AIM OF THE TASK: Nothing other than an exact copy of the lines from the one containing "Target: white electrical outlet" through the last line of the listing below should be written.
□ □ □
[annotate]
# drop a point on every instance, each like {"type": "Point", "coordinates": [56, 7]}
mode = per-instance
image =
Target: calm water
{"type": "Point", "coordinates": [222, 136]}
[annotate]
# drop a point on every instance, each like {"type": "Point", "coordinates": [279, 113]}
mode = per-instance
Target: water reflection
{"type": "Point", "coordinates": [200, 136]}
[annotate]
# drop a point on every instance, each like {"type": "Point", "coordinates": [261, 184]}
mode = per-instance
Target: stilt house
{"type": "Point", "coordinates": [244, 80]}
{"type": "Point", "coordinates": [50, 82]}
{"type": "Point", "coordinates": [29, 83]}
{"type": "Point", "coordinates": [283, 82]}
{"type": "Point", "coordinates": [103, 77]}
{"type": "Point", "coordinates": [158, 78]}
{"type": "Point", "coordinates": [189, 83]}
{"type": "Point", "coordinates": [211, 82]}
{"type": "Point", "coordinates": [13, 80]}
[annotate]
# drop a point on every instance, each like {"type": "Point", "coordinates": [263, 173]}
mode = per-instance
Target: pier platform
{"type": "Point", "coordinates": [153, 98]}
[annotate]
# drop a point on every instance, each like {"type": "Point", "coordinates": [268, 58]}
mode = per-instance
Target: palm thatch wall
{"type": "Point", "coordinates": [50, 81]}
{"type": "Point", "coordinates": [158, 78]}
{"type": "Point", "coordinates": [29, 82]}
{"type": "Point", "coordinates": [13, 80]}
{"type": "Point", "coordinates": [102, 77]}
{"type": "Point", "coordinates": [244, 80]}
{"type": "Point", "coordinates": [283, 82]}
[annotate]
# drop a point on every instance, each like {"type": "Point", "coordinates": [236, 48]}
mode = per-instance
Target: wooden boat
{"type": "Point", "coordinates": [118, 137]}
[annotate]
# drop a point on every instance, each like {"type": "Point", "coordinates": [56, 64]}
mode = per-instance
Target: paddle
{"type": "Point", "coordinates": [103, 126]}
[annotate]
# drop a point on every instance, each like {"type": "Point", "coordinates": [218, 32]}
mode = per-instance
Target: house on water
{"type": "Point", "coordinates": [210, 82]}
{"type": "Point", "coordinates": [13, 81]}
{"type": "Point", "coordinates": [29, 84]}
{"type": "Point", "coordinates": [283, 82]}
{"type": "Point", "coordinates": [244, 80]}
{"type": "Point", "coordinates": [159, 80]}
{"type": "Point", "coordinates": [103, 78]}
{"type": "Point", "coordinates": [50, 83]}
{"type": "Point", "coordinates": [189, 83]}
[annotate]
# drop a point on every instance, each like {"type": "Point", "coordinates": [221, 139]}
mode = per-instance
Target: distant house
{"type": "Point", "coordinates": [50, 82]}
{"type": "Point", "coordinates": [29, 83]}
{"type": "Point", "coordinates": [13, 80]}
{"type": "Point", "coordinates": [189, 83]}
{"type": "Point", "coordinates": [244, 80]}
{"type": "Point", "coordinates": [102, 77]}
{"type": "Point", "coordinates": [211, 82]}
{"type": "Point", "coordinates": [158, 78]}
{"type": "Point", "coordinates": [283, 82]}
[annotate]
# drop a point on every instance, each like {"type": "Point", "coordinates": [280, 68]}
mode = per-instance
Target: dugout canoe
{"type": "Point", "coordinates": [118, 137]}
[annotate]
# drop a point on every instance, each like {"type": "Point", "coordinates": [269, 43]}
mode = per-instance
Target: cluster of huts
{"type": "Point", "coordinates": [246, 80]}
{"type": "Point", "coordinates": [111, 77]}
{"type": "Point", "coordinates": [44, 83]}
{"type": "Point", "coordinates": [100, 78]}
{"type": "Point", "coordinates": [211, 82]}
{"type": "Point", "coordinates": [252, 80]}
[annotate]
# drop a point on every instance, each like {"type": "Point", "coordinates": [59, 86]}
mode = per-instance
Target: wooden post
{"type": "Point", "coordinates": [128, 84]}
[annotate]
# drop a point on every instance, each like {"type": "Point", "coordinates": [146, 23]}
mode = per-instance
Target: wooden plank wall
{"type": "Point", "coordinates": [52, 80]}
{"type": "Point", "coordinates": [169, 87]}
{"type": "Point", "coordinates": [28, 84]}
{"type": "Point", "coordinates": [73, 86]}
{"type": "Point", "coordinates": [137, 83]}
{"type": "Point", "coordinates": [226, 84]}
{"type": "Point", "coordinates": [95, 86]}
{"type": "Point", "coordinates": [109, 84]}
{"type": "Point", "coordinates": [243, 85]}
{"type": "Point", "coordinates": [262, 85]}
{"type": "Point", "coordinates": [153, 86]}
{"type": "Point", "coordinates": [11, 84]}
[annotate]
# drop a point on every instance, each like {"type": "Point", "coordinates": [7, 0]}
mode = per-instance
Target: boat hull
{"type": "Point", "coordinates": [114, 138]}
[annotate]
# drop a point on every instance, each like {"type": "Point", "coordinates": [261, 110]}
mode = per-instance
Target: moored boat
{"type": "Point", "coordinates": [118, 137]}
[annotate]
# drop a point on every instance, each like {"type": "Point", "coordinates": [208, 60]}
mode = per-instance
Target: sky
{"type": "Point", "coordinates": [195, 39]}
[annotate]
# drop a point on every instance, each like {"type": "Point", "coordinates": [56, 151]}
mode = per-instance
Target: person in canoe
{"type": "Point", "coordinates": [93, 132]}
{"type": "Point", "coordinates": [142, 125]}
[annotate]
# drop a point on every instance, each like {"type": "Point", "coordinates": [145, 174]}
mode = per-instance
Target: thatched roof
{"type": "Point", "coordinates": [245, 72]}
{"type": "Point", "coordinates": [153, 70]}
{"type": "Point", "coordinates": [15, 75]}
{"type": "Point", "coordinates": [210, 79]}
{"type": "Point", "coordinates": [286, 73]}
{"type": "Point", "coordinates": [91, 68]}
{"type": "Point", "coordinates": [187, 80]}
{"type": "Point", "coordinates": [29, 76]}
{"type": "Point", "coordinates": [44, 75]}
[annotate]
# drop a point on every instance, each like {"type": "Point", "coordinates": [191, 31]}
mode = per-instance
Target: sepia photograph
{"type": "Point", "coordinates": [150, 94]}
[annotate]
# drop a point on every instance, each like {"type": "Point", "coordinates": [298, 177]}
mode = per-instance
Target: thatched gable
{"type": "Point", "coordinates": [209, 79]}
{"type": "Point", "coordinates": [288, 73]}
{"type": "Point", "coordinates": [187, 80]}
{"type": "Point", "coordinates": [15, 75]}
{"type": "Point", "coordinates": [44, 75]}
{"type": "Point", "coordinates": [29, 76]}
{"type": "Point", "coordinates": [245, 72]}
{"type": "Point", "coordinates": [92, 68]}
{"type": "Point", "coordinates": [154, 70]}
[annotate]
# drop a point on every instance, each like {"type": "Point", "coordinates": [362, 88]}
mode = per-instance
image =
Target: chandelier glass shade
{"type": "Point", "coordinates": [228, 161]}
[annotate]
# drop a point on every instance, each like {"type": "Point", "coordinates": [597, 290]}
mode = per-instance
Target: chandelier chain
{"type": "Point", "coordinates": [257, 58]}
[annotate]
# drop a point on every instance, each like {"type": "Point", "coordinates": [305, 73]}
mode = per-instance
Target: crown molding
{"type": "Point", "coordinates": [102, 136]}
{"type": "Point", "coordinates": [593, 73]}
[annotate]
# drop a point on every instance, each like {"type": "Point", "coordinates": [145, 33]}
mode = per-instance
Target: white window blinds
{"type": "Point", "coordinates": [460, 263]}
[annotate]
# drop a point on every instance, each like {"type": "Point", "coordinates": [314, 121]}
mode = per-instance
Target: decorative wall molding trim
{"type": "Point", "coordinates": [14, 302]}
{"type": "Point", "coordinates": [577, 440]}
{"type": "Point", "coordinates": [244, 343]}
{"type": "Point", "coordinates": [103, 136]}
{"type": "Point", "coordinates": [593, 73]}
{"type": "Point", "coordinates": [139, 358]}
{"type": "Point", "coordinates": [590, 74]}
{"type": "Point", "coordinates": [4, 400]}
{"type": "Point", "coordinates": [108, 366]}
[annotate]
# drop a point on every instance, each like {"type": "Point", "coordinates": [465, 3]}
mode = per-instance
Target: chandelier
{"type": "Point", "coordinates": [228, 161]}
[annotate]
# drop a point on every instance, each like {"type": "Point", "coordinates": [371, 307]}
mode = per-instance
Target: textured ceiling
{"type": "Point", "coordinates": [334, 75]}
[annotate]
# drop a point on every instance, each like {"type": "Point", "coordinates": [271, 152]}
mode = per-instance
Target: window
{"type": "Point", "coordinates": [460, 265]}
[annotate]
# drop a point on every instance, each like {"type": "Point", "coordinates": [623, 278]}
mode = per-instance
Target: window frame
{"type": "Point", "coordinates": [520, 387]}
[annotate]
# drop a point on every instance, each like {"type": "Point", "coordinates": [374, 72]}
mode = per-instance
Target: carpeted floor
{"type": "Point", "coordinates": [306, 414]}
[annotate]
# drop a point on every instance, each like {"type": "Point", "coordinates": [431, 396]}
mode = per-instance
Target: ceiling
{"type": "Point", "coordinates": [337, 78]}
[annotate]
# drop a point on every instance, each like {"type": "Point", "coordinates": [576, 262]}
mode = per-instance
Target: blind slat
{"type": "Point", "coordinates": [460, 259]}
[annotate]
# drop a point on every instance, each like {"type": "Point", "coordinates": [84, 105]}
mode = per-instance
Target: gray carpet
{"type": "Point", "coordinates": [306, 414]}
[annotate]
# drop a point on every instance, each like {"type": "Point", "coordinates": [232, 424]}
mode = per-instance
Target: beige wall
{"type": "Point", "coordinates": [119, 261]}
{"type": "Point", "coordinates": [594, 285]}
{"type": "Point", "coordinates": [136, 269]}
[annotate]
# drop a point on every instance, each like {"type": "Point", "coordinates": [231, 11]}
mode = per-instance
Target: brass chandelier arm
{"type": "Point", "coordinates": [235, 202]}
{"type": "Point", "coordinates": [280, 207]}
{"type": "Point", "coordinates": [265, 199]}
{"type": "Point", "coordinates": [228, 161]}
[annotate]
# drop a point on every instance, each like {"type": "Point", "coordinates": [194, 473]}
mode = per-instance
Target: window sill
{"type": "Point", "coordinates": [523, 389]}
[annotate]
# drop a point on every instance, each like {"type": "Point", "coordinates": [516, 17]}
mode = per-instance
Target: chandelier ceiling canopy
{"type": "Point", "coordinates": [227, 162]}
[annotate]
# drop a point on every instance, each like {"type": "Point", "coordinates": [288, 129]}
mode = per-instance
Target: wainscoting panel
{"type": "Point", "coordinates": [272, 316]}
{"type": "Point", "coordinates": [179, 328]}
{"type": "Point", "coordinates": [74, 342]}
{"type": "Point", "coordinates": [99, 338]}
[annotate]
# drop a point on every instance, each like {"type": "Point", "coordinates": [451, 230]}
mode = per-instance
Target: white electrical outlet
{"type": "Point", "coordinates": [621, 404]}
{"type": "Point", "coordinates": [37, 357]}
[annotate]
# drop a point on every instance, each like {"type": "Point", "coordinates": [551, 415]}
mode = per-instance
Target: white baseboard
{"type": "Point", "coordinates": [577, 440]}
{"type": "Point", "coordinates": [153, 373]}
□ □ □
OUTPUT FOR THIS TASK:
Target: white electrical outlet
{"type": "Point", "coordinates": [621, 404]}
{"type": "Point", "coordinates": [37, 357]}
[annotate]
# drop a point on every instance, each like {"type": "Point", "coordinates": [551, 415]}
mode = per-instance
Target: white baseboard
{"type": "Point", "coordinates": [577, 440]}
{"type": "Point", "coordinates": [153, 373]}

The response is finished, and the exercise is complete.